● Source data:
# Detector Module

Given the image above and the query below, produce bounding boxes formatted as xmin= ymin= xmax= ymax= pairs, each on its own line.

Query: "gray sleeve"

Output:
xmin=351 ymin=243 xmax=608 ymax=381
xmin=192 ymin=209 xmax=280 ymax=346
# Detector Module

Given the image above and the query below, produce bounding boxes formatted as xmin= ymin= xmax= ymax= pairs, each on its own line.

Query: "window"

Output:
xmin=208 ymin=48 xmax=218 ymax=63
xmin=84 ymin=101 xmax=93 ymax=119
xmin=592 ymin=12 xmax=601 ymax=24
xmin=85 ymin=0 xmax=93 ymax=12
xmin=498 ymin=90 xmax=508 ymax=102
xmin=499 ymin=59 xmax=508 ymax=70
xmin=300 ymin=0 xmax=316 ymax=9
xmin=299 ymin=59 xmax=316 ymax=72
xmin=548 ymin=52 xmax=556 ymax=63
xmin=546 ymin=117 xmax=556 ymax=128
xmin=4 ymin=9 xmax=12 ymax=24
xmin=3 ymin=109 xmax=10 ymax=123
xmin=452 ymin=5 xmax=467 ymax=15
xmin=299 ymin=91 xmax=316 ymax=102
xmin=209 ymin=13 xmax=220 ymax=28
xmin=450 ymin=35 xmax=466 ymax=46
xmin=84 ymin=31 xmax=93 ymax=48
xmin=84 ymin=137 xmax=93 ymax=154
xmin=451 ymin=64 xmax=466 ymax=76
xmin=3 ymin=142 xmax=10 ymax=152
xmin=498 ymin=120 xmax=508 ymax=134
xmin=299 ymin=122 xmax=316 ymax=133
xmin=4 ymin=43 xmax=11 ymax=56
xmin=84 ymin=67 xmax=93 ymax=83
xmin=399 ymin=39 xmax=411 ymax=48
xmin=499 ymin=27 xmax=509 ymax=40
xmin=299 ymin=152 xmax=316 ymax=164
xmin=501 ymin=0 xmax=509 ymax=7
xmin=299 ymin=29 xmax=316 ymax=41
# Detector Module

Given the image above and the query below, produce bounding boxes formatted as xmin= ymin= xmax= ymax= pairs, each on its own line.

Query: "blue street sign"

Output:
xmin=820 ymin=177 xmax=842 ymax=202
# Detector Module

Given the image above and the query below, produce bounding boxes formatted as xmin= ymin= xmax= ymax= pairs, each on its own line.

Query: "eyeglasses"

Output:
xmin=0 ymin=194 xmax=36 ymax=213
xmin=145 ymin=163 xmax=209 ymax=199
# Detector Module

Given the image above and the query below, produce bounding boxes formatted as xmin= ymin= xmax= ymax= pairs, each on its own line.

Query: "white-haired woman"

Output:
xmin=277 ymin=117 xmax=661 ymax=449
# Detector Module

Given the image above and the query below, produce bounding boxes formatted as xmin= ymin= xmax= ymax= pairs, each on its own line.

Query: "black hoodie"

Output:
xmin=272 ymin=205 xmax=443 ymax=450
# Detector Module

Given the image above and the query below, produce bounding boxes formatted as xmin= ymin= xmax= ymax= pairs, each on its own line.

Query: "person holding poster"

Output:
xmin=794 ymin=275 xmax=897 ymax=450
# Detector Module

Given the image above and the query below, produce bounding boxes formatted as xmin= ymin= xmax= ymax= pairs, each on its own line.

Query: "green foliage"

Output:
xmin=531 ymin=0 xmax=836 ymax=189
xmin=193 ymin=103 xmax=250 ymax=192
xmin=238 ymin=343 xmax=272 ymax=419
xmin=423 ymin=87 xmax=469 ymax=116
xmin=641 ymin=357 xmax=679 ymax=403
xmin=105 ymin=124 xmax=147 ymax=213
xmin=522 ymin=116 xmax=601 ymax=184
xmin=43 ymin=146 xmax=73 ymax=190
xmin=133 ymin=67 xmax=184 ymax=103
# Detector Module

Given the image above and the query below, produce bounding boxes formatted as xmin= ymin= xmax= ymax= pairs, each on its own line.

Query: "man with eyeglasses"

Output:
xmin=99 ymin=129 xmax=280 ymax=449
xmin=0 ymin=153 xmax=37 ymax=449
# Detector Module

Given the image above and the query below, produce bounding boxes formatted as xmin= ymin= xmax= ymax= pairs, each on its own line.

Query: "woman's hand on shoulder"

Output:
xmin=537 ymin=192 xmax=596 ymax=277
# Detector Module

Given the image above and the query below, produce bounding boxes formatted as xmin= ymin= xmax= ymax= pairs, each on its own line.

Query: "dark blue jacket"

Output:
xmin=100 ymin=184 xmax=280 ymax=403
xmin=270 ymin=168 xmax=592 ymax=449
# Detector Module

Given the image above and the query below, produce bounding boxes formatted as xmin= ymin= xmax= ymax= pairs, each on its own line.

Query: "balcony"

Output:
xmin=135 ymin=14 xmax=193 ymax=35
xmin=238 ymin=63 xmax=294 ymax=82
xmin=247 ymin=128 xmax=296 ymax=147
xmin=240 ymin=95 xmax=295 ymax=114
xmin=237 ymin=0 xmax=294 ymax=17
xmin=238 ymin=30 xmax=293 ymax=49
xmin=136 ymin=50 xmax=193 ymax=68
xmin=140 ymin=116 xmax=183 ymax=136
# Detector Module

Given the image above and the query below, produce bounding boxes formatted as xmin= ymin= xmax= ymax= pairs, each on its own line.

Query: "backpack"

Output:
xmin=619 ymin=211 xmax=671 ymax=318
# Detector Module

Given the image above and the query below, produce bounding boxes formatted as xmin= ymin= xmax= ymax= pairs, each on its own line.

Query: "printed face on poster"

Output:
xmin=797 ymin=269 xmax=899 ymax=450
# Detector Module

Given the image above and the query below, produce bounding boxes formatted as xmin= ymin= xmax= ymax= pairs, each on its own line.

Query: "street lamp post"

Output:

● Aim of the task: What lines in the data above contain the word "street"? Copy them all.

● Exercise solution:
Query: "blue street sign"
Query: "street lamp post"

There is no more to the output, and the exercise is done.